Um esboço de órgão humano foi criado, pela primeira vez, num embrião de animal. A experiência foi alcançada por uma equipa de investigadores chineses - na qual se inclui um médico espanhol - e abre a porta a futuras investigações para produção de órgãos. No entanto, este avanço científico levanta também questões éticas.
A equipa de investigadores do Instituto de Biomedicina e Saúde de Guangzhou (GIBH, na sigla inglesa), na China, deu um passo no caminho da produção de órgãos para transplante. Os cientistas reprogramaram células humanas adultas, recuperando a capacidade de formar qualquer órgão ou tecido orgânico, e introduziram-nas em embriões de porco com poucos dias, que tinham sido modificados geneticamente para não desenvolverem rins.
As células humanas preencheram a lacuna e geraram no embrião um rim rudimentar – ou seja, uma fase intermédia do sistema renal que é conhecido como mesonefro, explica o El País. Depois de uma gestação de 28 dias (cerca de um quarto do tempo normal para a formação de um porco), os embriões apresentavam rins, compostos por um misto entre células humanas e de porco.
Esta descoberta parte do trabalho do investigador espanhol Juan Carlos Izpisua que, em 2017, conseguiu criar um embrião porco-humano, com uma célula de homem por cada 100.000 de porco. Agora, Izpisua aplaude os feitos dos investigadores chineses e do médico espanhol.

DADOS FORNECIDOS:
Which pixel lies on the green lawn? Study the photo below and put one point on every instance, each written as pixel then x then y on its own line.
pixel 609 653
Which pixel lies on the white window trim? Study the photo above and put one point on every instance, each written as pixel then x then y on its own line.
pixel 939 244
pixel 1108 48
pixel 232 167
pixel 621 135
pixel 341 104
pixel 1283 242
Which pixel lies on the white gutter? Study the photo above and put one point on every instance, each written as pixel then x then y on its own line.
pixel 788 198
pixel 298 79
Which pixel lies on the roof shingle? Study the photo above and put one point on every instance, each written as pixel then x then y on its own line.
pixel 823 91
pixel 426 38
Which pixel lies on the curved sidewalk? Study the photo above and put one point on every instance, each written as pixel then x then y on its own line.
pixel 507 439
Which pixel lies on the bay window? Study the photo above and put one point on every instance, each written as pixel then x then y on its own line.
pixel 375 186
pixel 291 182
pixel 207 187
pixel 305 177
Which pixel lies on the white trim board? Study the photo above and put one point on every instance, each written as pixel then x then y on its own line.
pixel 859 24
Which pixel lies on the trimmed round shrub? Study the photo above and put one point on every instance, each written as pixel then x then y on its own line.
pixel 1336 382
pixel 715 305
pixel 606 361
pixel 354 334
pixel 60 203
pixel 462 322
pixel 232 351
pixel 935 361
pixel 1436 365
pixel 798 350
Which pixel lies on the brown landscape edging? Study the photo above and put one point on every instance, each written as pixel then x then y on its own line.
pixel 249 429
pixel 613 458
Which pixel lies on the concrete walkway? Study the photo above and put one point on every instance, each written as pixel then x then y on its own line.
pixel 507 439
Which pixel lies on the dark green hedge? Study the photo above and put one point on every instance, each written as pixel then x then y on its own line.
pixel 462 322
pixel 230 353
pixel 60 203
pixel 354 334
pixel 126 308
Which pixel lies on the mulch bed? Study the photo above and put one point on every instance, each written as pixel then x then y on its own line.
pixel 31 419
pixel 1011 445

INSTRUÇÕES DO EXERCÍCIO: Prossiga o texto sobre o rim humano gerado em embriões de porco, começando logo após a última frase apresentada. Estas entradas vêm de outra fonte, sem ligação ao texto.

RESPOSTA FINAL:
“É um passo mais além e demonstra que as células podem se organizar no espaço e dar origem a estruturas de tecidos organizadas”, cita o jornal espanhol.
A procura de uma solução para agilizar os processos de transplantação tem movido a comunidade científica. A espera para receber um órgão pode ser longa – muitas vezes demasiado. Segundo o Instituto Português do Sangue e da Transplantação (IPST) “o período de espera é variável e geralmente um pouco demorado tendo em conta a pouca disponibilidade de órgãos para transplante”. Nos Estados Unidos, por exemplo, há mais de 100.000 pessoas a aguardar por um transplante, sendo que 17 morrem a cada dia de espera.
A nível mundial, segundo dados do Observatório Global para a Doação e Transplantação, são transplantados mais de 144.000 órgãos por ano (dados de 2021) – ou seja, a cada hora são realizados 16 transplantações. Em Portugal, foram transplantados 814 órgãos em 2022, dos quais 476 foram transplantes de rim, avançou o ministro da Saúde, em janeiro deste ano.
Rafael Matesanz, fundador e ex-diretor da Organização Espanhola de Transplantes reconhece que este avanço científico “é um passo conceptualmente muito importante e muito significativo”, mas lembra que “não é o prelúdio para a produção de rins”.
Questões éticas se levantam
A alteração genética e a criação de embriões com células humanas levanta preocupações ao nível ético. Uma delas prende-se com a possibilidade de as células humanas introduzidas no embrião chegarem ao sistema nervoso do animal ou às gónadas reprodutoras – seja os testículos ou os ovários - criando um espécie de homem-porco.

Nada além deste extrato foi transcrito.